Task prompt: Any picture in the entries is to be skipped, while everything else is transcribed word for word.

- Opening Delimiter -

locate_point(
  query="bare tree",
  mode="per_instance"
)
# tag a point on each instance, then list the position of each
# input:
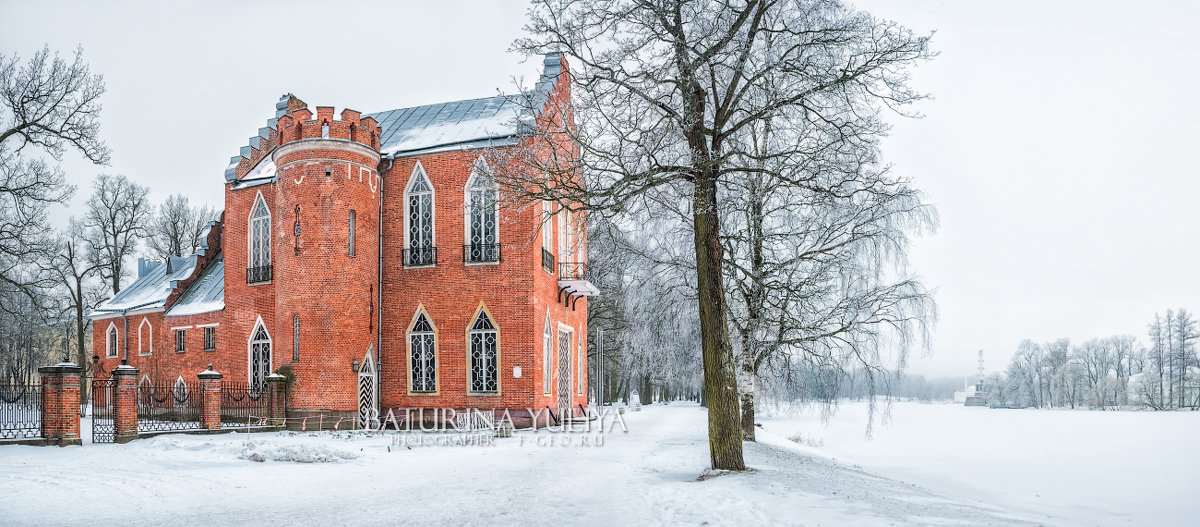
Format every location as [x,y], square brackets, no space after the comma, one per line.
[664,91]
[77,275]
[175,228]
[115,222]
[49,106]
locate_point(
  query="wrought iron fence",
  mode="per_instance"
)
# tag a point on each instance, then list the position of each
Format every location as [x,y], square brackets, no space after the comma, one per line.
[21,411]
[573,270]
[481,252]
[239,402]
[169,406]
[258,275]
[102,426]
[420,256]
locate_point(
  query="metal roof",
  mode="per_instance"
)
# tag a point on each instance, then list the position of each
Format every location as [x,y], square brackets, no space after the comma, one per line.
[430,126]
[205,294]
[151,287]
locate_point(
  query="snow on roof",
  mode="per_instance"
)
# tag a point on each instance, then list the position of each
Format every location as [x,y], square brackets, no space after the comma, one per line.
[407,130]
[151,287]
[205,294]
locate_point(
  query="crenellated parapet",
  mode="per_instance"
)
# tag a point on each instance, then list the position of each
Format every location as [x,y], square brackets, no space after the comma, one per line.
[351,125]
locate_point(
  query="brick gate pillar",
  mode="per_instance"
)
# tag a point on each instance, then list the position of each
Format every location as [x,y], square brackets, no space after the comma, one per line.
[276,399]
[60,403]
[125,403]
[210,389]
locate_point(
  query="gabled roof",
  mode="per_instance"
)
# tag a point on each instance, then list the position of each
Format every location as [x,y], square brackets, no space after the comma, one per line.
[205,294]
[150,289]
[460,123]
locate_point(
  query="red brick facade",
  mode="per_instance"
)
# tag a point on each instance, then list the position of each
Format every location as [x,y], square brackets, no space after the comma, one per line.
[360,307]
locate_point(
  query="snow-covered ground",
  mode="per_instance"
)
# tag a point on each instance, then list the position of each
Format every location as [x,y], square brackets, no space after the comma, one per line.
[645,477]
[1066,467]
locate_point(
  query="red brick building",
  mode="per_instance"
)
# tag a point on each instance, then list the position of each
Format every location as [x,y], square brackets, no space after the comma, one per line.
[382,268]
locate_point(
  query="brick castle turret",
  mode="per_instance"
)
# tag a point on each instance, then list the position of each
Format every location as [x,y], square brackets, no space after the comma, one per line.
[328,251]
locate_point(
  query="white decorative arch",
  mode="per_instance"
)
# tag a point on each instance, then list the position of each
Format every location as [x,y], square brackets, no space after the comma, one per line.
[481,216]
[112,336]
[145,337]
[420,204]
[259,357]
[258,233]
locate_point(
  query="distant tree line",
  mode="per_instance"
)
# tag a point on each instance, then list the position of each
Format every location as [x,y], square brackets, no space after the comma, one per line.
[1110,372]
[51,279]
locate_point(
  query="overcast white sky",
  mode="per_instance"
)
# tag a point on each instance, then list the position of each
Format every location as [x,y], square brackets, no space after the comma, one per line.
[1060,148]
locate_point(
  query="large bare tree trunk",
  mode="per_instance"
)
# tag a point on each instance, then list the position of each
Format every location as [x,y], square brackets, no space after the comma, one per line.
[720,378]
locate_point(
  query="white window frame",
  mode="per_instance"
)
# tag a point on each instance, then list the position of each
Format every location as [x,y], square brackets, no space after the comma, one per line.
[408,337]
[471,375]
[148,349]
[250,351]
[480,169]
[252,259]
[433,215]
[112,339]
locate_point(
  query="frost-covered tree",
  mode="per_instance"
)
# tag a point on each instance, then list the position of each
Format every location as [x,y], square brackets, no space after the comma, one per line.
[48,106]
[115,221]
[174,229]
[661,93]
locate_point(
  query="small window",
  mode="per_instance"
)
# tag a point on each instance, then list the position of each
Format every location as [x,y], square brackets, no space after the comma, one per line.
[295,339]
[111,348]
[352,233]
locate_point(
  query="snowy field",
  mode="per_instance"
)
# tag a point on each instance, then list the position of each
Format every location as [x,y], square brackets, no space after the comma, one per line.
[1065,467]
[929,467]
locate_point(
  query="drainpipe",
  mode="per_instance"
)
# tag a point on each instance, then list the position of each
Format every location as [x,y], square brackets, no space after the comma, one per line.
[391,159]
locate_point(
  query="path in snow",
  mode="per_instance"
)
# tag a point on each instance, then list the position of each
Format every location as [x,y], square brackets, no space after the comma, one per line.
[645,477]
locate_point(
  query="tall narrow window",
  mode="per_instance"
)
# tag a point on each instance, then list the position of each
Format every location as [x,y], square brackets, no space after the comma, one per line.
[423,357]
[259,357]
[111,347]
[483,240]
[145,337]
[484,349]
[352,232]
[547,347]
[581,355]
[259,269]
[419,220]
[295,339]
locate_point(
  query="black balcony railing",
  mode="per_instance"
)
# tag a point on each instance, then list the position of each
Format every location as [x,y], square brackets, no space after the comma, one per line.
[481,252]
[573,270]
[420,256]
[258,275]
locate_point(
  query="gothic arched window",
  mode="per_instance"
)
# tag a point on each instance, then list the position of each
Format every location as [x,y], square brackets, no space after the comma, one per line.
[481,221]
[419,220]
[484,363]
[423,355]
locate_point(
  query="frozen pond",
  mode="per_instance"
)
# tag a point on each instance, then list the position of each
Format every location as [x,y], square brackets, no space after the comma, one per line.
[1069,467]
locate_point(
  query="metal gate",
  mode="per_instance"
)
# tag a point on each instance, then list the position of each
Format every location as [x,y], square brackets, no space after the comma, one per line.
[102,427]
[369,412]
[21,411]
[564,371]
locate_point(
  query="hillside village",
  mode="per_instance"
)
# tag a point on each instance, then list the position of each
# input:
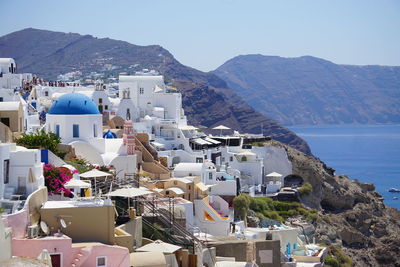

- Closing Delimiter -

Reply:
locate_point(
  query="bare tree",
  mode="per_instance"
)
# tag a point on each instance, then list the position of each
# input:
Format every location as [x,y], square brackets, no space after the comma, one per line.
[664,91]
[77,275]
[175,228]
[115,222]
[49,106]
locate_point(
  query="wrought iron fence",
  mode="per_instance"
)
# tag a point on each instance, then list the position of each
Format every location as [x,y], square brackets, no space after the comma, one per line.
[21,411]
[573,270]
[481,252]
[239,402]
[169,406]
[258,275]
[102,426]
[420,256]
locate_point(
  query="metal roof",
  mode="per_instance"
)
# tag a point on each instance, then list the position of each
Format every location as [x,y], square brackets, no space after the comma, one per line.
[430,126]
[205,294]
[151,287]
locate_point(
  query="snow on roof",
  mode="per_instance"
)
# tag a point on each instance, then list the position of each
Format every location as [x,y], square brackets, no space after the comma, one per line.
[407,130]
[151,287]
[205,294]
locate_point(
  query="crenellated parapet",
  mode="per_instance"
)
# tag a point on each instance, then list the position of each
Format every location as [x,y], square brackets, no space after the comma, one per line.
[351,125]
locate_point(
  query="brick gate pillar",
  mode="per_instance"
)
# tag a point on each instance, then list the position of each
Format every location as [x,y], square brackets, no space after the comma, one per line.
[276,399]
[60,403]
[125,403]
[210,389]
locate_point(
  query="gabled roof",
  mode="per_instance"
)
# tag a point on each instance, then list the position of each
Format every location as [x,y], square brackets, no space after the comma, one per line.
[205,294]
[150,289]
[460,123]
locate_point(
  query="red brick facade",
  mode="per_instance"
)
# tag a point on each instance, then list the position of each
Format every location as [x,y], square brackets, no space after the comma, one per line.
[360,307]
locate_point(
  query="snow-covered ground",
  mode="per_instance"
)
# tag a point on each instance, then list the position of each
Format every location as [x,y], square brackets, no space after the comma, one per line.
[645,477]
[1066,467]
locate_point(
  query="red brick building",
  mode="per_instance"
)
# tag a point on each instance, then list the position of each
Format every location as [x,y], square brackets, no space after the comma, one per line.
[382,268]
locate_point(
  query="brick castle turret",
  mode="per_instance"
)
# tag a point on each instance, then list the position of each
Format every location as [x,y], square brackets, no space after the comma, one per line.
[328,251]
locate_point(
  query="white decorative arch",
  mode="per_instance"
)
# tag a point on each instance, then list the position of each
Format every location as [x,y], square brackets, no space after the comma, one per line.
[481,216]
[112,336]
[145,337]
[420,204]
[259,357]
[258,233]
locate_point(
  query="distant tree line",
  mode="per_instance"
)
# tag a point on each instance, then list the position of each
Format every location as [x,y], square brackets, no space after the comma, one per line.
[1110,372]
[51,279]
locate_point(
  query="overcast white sky",
  mode="per_instance"
)
# tag a point on each instance, then list the position of each
Format every location as [x,y], square brackets, no space after the comma, one per line.
[1060,148]
locate_point(
  query="large bare tree trunk",
  mode="per_instance"
)
# tag a point on each instance, then list the position of each
Format every location as [x,y], square brackets, no space after the comma, one per line.
[720,378]
locate_point(
  query="white window frame",
  mode="per_instance"
)
# tag a point on each instance, then list the position of each
Format every location as [x,y], square brackets, no space after the comma, one per line.
[408,337]
[471,375]
[148,349]
[250,351]
[480,169]
[252,259]
[433,215]
[112,339]
locate_point(
  query="frost-covered tree",
  mode="per_instance"
)
# tag a point on each instance, then list the position of each
Format every location as [x,y], square brackets, no space after the comma, one per line.
[48,106]
[115,221]
[174,229]
[661,93]
locate_point(
  query="small window",
  mode="per_instance"
)
# tag a point on each instance, then list the position of each
Format every location as [x,y], square brackets, no space after the comma, one per line.
[295,339]
[111,348]
[352,233]
locate_point(
  query="snowy field",
  mode="per_instance"
)
# tag a point on each instance, then list the position of each
Format every location as [x,y], square brackets, no space after the comma, one per line.
[1065,467]
[929,467]
locate_point(
  query="drainpipe",
  mode="per_instance"
)
# tag a point on each instance, then list the position of each
Format every location as [x,y], square brackets, no space after the comma, one per line.
[391,159]
locate_point(
  query="path in snow",
  mode="per_instance"
)
# tag a point on each instance, then list the position of each
Format every location as [x,y], square brackets, no space after the comma, one per line.
[645,477]
locate_point(
  query="tall narrow window",
  mode="per_instance"
)
# tag a point on each instance, then list the position of each
Format every location as [x,y], square brackets, no space after the comma, one per line.
[423,357]
[259,357]
[111,347]
[483,240]
[145,337]
[484,349]
[352,232]
[547,347]
[581,355]
[259,269]
[419,220]
[295,339]
locate_point(
  query="black balcony railing",
  mode="per_instance"
)
# tag a point on each instance, then list the position of each
Format every location as [x,y], square brackets, no space after the comma, one per line.
[481,252]
[573,270]
[420,256]
[258,275]
locate_point(
  query="gothic arched window",
  mode="per_instance"
)
# tag a point on each instance, then list the position of each
Format every location as [x,y], square brackets, no space after the comma, one per line.
[481,221]
[419,220]
[484,363]
[423,355]
locate_point(
  query="frozen pond",
  mode="per_instance"
)
# tag a point on each instance, then list the position of each
Format every location as [x,y], square brackets, no space after the comma, one per line.
[1069,467]
locate_point(
  query="metal gate",
  mode="per_instance"
)
# tag a point on each instance, then list the position of each
Format every location as [x,y], square brackets, no space after the comma, one per line.
[102,427]
[369,412]
[21,411]
[564,371]
locate_point(
  query="hillside village",
  mode="per_instance"
)
# tag a point on each instance, then list the position of each
# input:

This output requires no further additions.